== Seitenauszug ==
Ausland, Europaflagge

Früherer Ministerpräsident Italiens spricht sich gegen Eurobonds aus.

03.04.2020 - 10:17:30

Finanzierung der Corona-Folgekosten: der ehemalige italienische Ministerpräsident Letta schlägt eine Alternative zu den umstrittenen Eurobonds vor.

Am Dienstag der kommenden Woche findet ein Treffen der Euro-Gruppe statt, der die Finanzminister der Eurozone, der EU-Wirtschaftskommissar und die EZB-Präsidentin angehören, um über die zwischen den nördlichen und südlichen Euro-Staaten geführte Auseinandersetzung über die Einführung von Eurobonds zu beraten.

Enrico Letta, früherer italienischer Ministerpräsident führt in einem von der Wirtschaftszeitung „Handelsblatt“ veröffentlichten Gastbeitrag aus, dass die Emission sogenannter Eurobonds ausgeschlossen bleiben müsse. Jeder EU-Staat solle die Verantwortung für seine Verschuldung behalten. Insbesondere die Niederlande, Österreich und Deutschland sprechen sich entschieden gegen die Einführung von Eurobonds aus.
===
# [Aufgaben und Übungen]
1 – Beantworte anhand des Artikels über Eurobonds:
(a) Wann trifft sich die Euro-Gruppe?
(b) In welcher Zeitung erschien Lettas Gastbeitrag?
(c) Welche Staaten lehnen die Einführung von Eurobonds insbesondere entschieden ab?
2 – Gib aus dem Artikel über Eurobonds den Abschnitt wortgetreu wieder, der mit den Worten „Früherer Ministerpräsident Italiens“ einsetzt und mit „Eurobonds zu beraten.“ schließt.
== Bereitgestelltes Material ==
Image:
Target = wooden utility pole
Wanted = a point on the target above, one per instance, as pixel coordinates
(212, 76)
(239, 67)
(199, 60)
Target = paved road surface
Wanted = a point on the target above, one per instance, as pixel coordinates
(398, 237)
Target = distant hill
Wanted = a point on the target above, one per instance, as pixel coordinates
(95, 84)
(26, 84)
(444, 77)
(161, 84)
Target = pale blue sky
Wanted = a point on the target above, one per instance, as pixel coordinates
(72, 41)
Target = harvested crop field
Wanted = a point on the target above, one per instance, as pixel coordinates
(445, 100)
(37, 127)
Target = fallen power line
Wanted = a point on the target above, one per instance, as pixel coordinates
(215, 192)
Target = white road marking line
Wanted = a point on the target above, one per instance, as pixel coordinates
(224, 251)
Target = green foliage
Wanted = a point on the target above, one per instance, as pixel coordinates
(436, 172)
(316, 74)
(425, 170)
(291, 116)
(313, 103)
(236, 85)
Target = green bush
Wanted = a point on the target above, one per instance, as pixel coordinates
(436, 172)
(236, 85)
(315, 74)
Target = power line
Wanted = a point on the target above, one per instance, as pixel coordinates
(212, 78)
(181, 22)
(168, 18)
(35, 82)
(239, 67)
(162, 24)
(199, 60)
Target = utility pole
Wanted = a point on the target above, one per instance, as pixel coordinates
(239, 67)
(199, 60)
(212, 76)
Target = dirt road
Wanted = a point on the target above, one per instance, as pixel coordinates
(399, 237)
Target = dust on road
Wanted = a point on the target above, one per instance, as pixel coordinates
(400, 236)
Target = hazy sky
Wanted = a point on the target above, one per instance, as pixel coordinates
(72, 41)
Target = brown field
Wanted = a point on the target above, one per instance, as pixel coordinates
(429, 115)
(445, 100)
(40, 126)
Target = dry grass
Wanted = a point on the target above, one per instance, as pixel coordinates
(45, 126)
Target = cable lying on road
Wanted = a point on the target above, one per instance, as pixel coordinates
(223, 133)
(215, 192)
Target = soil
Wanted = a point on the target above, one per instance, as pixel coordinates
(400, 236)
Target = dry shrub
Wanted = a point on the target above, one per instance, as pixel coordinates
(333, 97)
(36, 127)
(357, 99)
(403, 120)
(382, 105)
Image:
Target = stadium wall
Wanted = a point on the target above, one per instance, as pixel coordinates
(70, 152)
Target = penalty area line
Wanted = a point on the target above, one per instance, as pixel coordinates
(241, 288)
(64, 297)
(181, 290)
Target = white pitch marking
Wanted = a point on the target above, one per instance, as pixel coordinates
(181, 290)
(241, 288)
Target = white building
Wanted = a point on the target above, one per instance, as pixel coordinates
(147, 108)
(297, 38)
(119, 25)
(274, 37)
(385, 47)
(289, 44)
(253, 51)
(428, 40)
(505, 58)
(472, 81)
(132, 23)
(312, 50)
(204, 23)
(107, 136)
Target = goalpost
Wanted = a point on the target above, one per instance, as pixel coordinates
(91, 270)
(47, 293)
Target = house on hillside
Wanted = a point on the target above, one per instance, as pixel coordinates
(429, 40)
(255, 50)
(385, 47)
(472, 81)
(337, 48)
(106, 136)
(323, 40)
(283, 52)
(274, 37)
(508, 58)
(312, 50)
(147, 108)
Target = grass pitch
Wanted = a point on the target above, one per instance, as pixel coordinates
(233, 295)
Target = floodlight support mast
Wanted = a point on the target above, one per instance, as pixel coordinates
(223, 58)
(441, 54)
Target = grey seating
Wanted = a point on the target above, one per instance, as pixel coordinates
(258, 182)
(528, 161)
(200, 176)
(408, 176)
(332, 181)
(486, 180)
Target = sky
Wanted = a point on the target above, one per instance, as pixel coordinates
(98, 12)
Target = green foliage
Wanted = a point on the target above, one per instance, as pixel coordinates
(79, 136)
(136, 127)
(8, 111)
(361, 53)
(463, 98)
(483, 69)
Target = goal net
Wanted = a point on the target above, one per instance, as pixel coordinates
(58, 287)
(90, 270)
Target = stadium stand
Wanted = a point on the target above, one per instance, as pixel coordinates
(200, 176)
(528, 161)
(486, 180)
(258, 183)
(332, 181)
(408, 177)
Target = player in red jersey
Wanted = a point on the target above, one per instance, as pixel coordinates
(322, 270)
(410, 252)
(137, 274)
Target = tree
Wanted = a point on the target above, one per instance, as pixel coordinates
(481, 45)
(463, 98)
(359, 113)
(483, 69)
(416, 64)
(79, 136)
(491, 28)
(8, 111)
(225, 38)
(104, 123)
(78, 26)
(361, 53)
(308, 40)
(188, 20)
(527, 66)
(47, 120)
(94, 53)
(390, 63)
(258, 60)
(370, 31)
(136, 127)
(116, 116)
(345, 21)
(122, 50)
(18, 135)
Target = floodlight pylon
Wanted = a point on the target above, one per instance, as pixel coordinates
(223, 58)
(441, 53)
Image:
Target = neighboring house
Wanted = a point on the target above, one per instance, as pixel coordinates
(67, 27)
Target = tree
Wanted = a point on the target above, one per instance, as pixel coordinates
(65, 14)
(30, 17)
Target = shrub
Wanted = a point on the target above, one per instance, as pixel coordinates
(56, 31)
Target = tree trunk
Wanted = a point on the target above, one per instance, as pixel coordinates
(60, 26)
===
# [Lösungen in Reihenfolge]
1 –
(a) Am Dienstag der kommenden Woche.
(b) Im „Handelsblatt“.
(c) Die Niederlande, Österreich und Deutschland.

2 –
Früherer Ministerpräsident Italiens spricht sich gegen Eurobonds aus.

03.04.2020 - 10:17:30

Finanzierung der Corona-Folgekosten: der ehemalige italienische Ministerpräsident Letta schlägt eine Alternative zu den umstrittenen Eurobonds vor.

Am Dienstag der kommenden Woche findet ein Treffen der Euro-Gruppe statt, der die Finanzminister der Eurozone, der EU-Wirtschaftskommissar und die EZB-Präsidentin angehören, um über die zwischen den nördlichen und südlichen Euro-Staaten geführte Auseinandersetzung über die Einführung von Eurobonds zu beraten.